Altered Kinetics of p53 Caused by the Mutation P27A

Transient tertiary structures found in p53 NTAD. A) An example transient tertiary structure found for the P27A mutant in a 60 µs long simulation showing the lifetime, involved residues and the conformation. B) Heatmaps of tertiary structure lifetime versus involved residues based on all simulations of WT and P27A. Grey shaded areas indicate regions with experimentally known helical propensity.

© MPI-NAT Daniel Szöllösi

Transient tertiary structures found in p53 NTAD. A) An example transient tertiary structure found for the P27A mutant in a 60 µs long simulation showing the lifetime, involved residues and the conformation. B) Heatmaps of tertiary structure lifetime versus involved residues based on all simulations of WT and P27A. Grey shaded areas indicate regions with experimentally known helical propensity.

© MPI-NAT Daniel Szöllösi

Collaborations: Griesinger Lab @MPI-NAT NMR-Based Structural Biology

The protein p53 is also called the ‘guardian of the genome’ due to its central role in genetic stability. It interacts with numerous other proteins, mainly via its disordered N-terminal transactivation domain (NTAD). It has been shown that an α-helix can fold in the unbound NTAD from residue T18 to L26 which serves as one of the main interaction sites. Furthermore, the same helix has been found in stable protein complexes e.g. with MDM2. This helix is terminated by proline 27 (P27), a residue conserved in all mammalian organisms. Our collaborators NMR relaxation dispersion experiments revealed that mutation of P27 to alanine (P27A) drastically alters the measured kinetic timescale of the surrounding residues. Also, it has been shown that the same mutation also increases the binding affinity to MDM2 by 10-fold.

→ Data records
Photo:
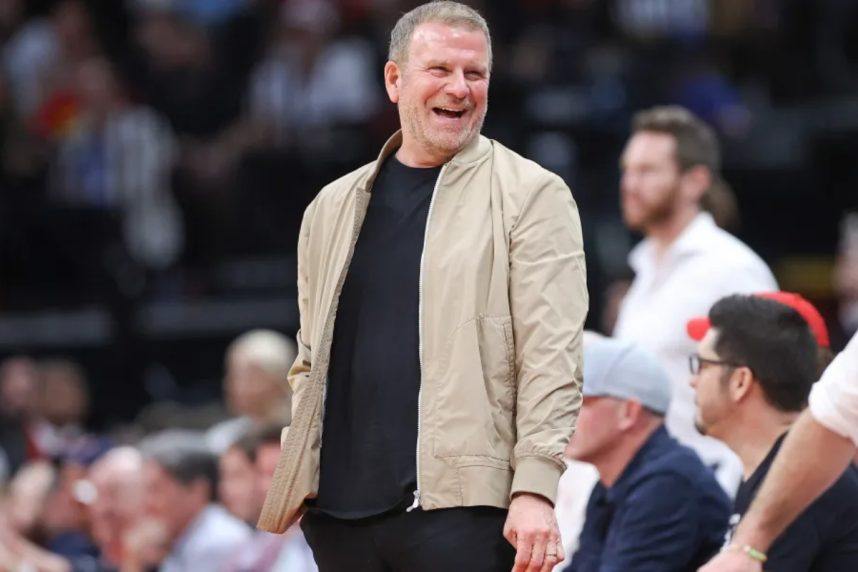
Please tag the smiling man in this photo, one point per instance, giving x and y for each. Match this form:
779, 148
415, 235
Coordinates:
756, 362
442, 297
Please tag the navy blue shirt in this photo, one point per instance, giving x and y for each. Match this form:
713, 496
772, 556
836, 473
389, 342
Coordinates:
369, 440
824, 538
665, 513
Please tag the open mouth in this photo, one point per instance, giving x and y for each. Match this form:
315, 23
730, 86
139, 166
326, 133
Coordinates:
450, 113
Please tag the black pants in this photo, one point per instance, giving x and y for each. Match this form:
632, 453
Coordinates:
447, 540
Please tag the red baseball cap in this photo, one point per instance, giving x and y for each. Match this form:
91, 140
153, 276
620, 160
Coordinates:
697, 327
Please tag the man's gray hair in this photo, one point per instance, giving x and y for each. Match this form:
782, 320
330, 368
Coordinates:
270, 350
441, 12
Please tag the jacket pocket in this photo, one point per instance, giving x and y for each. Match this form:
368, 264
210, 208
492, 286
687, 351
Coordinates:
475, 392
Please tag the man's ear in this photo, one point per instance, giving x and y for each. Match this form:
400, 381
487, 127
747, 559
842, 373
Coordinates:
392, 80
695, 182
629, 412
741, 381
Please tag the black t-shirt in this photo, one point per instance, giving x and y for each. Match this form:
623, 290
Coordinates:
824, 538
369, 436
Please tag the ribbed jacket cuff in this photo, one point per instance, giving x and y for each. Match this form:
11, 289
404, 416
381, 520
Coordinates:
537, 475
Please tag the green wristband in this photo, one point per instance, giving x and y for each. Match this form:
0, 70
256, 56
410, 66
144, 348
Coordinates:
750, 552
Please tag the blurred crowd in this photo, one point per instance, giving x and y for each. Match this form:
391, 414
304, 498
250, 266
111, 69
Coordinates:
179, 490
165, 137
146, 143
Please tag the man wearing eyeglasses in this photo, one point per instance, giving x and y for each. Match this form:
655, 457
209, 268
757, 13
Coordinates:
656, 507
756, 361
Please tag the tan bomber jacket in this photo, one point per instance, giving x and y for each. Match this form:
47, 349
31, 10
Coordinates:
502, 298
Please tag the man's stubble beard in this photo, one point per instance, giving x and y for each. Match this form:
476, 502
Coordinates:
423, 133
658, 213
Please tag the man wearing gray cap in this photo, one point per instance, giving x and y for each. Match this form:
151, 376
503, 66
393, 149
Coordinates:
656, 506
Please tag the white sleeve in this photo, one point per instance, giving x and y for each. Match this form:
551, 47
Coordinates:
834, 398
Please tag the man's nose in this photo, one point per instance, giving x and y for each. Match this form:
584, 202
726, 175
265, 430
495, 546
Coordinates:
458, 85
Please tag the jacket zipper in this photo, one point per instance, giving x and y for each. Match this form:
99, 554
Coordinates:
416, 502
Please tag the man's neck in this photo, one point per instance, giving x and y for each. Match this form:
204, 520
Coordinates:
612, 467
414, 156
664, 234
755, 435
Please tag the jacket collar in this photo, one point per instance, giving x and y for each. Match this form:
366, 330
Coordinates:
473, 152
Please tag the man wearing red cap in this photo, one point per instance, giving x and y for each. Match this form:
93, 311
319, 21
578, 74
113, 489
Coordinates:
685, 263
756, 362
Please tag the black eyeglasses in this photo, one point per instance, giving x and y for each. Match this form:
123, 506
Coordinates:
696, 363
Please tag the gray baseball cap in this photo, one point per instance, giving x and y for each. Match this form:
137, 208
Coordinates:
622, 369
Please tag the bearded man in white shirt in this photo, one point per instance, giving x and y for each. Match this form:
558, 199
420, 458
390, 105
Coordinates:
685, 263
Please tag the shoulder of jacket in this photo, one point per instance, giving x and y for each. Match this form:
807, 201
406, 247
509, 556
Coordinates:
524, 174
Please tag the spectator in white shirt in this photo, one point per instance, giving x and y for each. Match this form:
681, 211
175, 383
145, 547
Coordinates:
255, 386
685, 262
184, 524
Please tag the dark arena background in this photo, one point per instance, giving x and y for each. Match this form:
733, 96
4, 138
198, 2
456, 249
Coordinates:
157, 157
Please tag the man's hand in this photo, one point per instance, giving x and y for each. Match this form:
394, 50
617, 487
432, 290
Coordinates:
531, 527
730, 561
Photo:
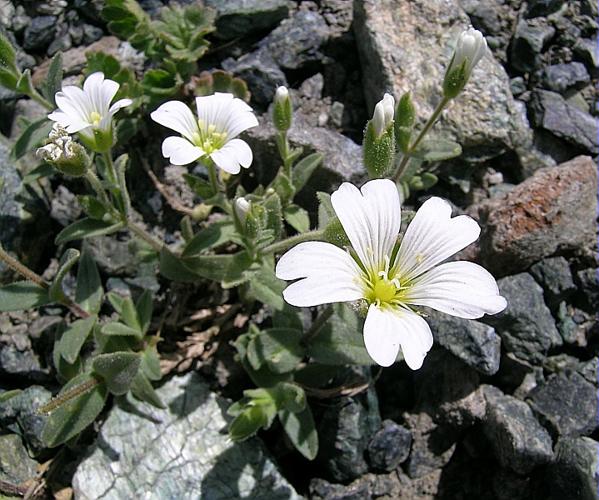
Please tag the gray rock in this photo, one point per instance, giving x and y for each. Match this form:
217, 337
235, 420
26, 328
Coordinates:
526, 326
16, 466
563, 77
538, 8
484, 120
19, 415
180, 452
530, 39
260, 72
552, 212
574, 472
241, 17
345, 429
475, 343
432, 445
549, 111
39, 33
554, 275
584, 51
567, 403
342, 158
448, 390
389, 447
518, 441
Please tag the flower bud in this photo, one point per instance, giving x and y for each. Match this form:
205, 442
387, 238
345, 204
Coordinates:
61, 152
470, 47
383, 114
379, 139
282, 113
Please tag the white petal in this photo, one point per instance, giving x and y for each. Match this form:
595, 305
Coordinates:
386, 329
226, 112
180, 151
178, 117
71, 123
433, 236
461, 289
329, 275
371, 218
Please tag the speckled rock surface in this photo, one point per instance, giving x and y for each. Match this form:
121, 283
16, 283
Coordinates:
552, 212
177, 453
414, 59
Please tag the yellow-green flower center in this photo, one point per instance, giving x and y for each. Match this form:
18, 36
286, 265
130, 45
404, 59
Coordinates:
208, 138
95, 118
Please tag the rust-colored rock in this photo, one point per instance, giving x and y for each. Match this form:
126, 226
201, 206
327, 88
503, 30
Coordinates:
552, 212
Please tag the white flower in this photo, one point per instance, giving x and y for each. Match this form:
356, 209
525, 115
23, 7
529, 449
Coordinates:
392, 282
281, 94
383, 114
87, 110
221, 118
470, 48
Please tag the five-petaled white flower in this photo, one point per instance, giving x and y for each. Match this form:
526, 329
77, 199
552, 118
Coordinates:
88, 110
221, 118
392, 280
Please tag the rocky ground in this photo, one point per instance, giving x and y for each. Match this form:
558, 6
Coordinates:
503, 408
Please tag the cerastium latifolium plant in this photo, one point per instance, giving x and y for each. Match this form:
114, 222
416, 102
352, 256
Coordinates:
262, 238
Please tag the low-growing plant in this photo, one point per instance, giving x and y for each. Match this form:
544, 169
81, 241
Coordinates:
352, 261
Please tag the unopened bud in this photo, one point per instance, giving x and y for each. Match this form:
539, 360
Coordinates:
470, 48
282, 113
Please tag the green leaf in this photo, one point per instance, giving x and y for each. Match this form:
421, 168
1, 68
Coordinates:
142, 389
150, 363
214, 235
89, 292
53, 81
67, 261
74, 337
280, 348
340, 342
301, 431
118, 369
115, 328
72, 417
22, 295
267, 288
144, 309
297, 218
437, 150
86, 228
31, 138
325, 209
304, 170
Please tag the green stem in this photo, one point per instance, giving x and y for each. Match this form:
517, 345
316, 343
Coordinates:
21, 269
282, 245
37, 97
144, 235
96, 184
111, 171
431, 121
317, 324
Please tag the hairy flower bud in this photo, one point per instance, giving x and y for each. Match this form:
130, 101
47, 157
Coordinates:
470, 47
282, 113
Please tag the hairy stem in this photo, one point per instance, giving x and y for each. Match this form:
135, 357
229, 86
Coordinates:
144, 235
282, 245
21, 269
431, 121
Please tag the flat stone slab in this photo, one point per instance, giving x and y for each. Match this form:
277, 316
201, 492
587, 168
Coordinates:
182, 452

→ Questions
[A] Answer these questions from the text on the P27A mutation in p53:
(i) How long was the simulation in which the example transient tertiary structure for the P27A mutant was found?
(ii) Between which two residues can an α-helix fold in the unbound NTAD?
(iii) By what factor does the P27A mutation increase the binding affinity to MDM2?
[B] Extend the text on the P27A mutation in p53 beyond its final sentence.
The records play no part here and can be set aside.

→ Answers per task
[A]
(i) 60 µs
(ii) T18 and L26
(iii) 10-fold

[B]
In order to elucidate the structural reasons for such a marked alteration, we did extensive molecular dynamics simulations totaling 0.6 ms for the WT and 1.8 ms for the P27A mutant p53. For both proteins the expected α-helix between residues T18 to L26 can be found, however for the P27A mutant with a significantly higher propensity (WT ~ 10% vs. P27A ~ 30%). Identification of transient tertiary structures in both peptides (Figure 1.) confirmed that the mutant visits longer-lived folded states, however, observed timescales in the molecular dynamics simulations are shorter compared to the NMR experiment. We suggest the reason for the structural changes is due to the increased conformational space opened by the mutation.